> **Tasks to carry out**:
(A) Please quote from the P=NP discussion the part that opens with the words containing "(I think this" and closes with "forcing the solution.".
(B) Extend the P=NP discussion beyond its final sentence.

Well for one, the safety of encryption rests on certain problems being intractable. (In a theoretical sense; there are always implementation bugs that destroy security).
If P=NP, then those previously thought to be intractable problems, are actually tractable. And the foundation of a lot of security-related engineering collapses.
Is proving P = NP equivalent to knowing how any intractable problem can be solved? Is it possible for P=NP and yet a class of intractable problems to remain unsolved?
It would mean that a large class of problems that have solutions that can be verified quickly can be solved quickly. Which cuts both ways.
While that means most protocols used for cryptography would need to be replaced (hashing, digital signatures, etc) it also means other combinatorics algorithms (traveling salesman, protein structure prediction) would become solvable which may been boon for logistics and/or computational science.
(I think this is correct) If P=NP there will still be intractable problems; they would be ones where the solutions can't be verified in polynomial time... along the lines of verifying the solution is correct is as complicated as brute forcing the solution.
Note: it's been a while since my computation theory class. ;) I am reading over https://en.wikipedia.org/wiki/P_versus_NP_problem and relearning the fine house of cards theoreticians have divided this problem into. There is a "consequences of P=NP" towards the bottom that sums it up better than I can.

> **Supplied material**:
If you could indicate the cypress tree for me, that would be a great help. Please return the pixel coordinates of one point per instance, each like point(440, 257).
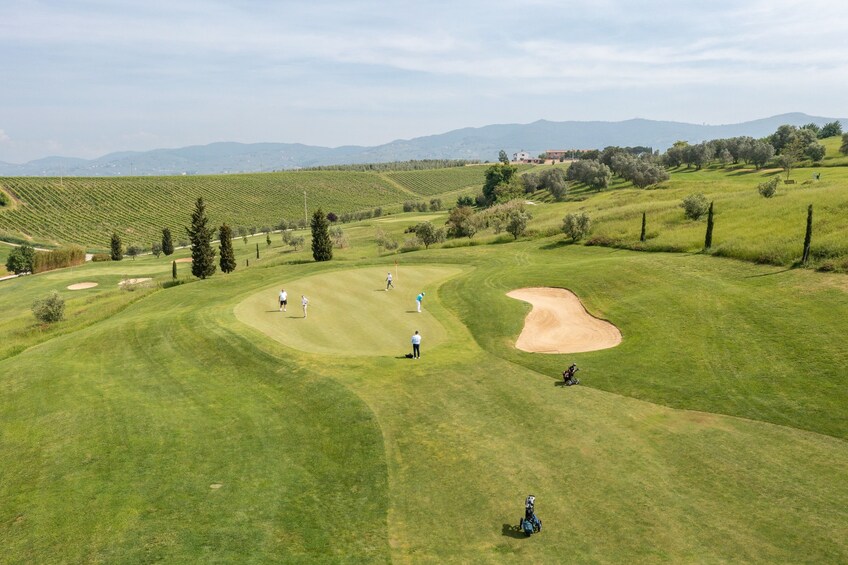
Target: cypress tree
point(322, 246)
point(228, 258)
point(202, 254)
point(808, 237)
point(116, 247)
point(708, 239)
point(167, 242)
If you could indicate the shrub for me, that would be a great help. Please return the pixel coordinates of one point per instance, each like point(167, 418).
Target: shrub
point(576, 226)
point(338, 237)
point(517, 220)
point(769, 188)
point(384, 241)
point(296, 242)
point(695, 206)
point(21, 260)
point(50, 309)
point(428, 234)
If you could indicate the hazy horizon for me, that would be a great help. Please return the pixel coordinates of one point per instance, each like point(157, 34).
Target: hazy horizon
point(85, 79)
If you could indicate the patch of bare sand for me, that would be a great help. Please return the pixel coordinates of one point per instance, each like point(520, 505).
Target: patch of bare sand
point(133, 281)
point(82, 286)
point(558, 323)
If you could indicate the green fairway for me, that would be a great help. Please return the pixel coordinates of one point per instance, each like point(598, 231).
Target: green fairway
point(350, 312)
point(199, 424)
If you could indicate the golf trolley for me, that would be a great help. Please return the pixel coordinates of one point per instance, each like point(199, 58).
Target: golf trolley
point(530, 523)
point(568, 377)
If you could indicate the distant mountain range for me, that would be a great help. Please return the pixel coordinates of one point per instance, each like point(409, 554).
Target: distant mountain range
point(482, 144)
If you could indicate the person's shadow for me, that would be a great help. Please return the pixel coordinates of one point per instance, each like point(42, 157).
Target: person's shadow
point(512, 531)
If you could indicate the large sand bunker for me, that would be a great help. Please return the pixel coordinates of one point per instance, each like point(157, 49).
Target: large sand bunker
point(558, 323)
point(81, 286)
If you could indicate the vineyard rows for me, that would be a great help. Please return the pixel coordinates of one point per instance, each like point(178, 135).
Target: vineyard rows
point(86, 211)
point(440, 181)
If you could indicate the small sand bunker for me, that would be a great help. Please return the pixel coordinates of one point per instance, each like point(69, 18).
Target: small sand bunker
point(133, 281)
point(82, 286)
point(558, 323)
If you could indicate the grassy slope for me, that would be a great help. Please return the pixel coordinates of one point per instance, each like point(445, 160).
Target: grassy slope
point(429, 461)
point(130, 421)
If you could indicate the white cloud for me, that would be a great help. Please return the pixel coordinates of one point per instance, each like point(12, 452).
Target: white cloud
point(100, 75)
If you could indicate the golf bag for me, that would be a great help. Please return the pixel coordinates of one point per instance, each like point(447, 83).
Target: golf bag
point(568, 377)
point(530, 525)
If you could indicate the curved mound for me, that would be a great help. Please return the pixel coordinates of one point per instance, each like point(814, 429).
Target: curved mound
point(350, 312)
point(81, 286)
point(558, 323)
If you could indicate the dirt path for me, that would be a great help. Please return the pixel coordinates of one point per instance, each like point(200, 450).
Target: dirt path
point(558, 323)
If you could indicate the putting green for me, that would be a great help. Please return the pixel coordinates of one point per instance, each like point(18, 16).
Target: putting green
point(350, 312)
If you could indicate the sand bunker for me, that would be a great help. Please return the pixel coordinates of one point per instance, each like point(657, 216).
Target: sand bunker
point(81, 286)
point(133, 281)
point(558, 323)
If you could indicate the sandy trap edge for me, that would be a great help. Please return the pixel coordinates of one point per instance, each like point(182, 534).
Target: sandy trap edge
point(559, 323)
point(82, 286)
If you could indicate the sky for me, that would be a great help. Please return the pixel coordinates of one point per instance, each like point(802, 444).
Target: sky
point(83, 78)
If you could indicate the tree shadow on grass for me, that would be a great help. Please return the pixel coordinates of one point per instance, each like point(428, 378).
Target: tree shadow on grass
point(512, 531)
point(557, 244)
point(769, 274)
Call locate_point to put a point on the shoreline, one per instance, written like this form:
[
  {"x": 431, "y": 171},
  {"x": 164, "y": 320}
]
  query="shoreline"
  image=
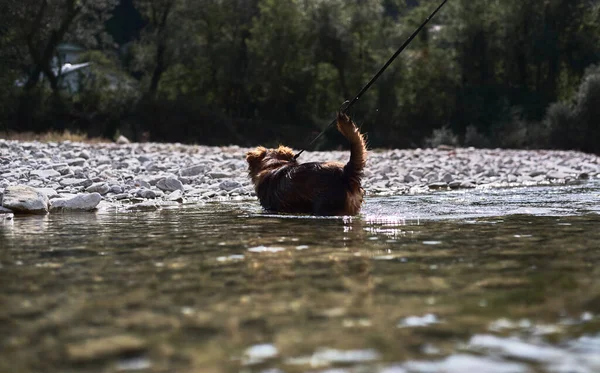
[{"x": 145, "y": 176}]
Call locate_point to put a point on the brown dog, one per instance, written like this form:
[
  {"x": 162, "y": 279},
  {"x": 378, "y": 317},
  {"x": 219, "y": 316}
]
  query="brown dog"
[{"x": 321, "y": 188}]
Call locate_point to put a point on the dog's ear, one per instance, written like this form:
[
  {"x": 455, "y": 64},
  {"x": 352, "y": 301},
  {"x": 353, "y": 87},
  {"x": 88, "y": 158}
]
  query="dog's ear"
[
  {"x": 284, "y": 153},
  {"x": 254, "y": 157}
]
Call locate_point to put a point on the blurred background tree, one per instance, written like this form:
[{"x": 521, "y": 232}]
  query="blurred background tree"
[{"x": 513, "y": 73}]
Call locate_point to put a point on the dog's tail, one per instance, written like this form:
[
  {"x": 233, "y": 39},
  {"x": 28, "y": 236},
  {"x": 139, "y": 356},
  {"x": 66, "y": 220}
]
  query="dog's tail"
[{"x": 358, "y": 150}]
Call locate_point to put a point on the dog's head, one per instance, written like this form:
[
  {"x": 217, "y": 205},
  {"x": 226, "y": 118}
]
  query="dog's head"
[{"x": 262, "y": 158}]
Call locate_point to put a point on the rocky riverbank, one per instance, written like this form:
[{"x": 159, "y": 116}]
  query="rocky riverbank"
[{"x": 41, "y": 177}]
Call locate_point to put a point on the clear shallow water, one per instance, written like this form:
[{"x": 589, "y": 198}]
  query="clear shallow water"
[{"x": 502, "y": 280}]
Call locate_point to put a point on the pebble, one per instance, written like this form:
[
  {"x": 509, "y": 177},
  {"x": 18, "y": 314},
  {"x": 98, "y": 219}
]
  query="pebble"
[
  {"x": 45, "y": 174},
  {"x": 101, "y": 188},
  {"x": 25, "y": 199},
  {"x": 169, "y": 184},
  {"x": 105, "y": 347}
]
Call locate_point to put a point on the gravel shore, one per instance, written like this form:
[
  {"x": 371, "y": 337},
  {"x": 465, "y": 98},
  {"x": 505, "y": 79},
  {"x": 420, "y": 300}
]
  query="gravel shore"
[{"x": 40, "y": 177}]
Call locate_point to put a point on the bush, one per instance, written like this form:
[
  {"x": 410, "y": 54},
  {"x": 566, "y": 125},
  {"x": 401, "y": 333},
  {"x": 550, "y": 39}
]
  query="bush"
[
  {"x": 576, "y": 126},
  {"x": 559, "y": 122}
]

> **Answers below**:
(A)
(I think this is correct) If P=NP there will still be intractable problems; they would be ones where the solutions can't be verified in polynomial time... along the lines of verifying the solution is correct is as complicated as brute forcing the solution.

(B)
'quickly' is doing a lot of work in that sentence.
"A proof that P = NP could have stunning practical consequences if the proof leads to efficient methods for solving some of the important problems in NP."
Note the "if". It is extremely important to the meaning. It's very possible for P to equal NP, but for that "if" to be false.
There's also the chance that while we may be able to come up with a polynomial algorithm for integer factorization, it's not actually practical to run still. Remember computational complexity discards the constants on that polynomial. Practically speaking x^2 + x is a lot different from 2^64x^2 + 2^32x + 2^16 :)
Among other things, mostly encryption. Most of our current methods depends on P != NP. So no need for 0 days if you can just read at encrypted data as if it wasn't.